Goal: Without altering anything, output the material below.

Stored data
::::::

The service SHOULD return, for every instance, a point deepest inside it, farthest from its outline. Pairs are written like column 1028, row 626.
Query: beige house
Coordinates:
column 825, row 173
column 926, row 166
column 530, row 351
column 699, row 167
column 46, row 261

::::::

Correct response:
The service SHOULD return, for every instance, a point deepest inside it, farthest from its outline. Pairs are written like column 1028, row 626.
Query: beige house
Coordinates:
column 825, row 173
column 926, row 166
column 530, row 351
column 699, row 167
column 46, row 261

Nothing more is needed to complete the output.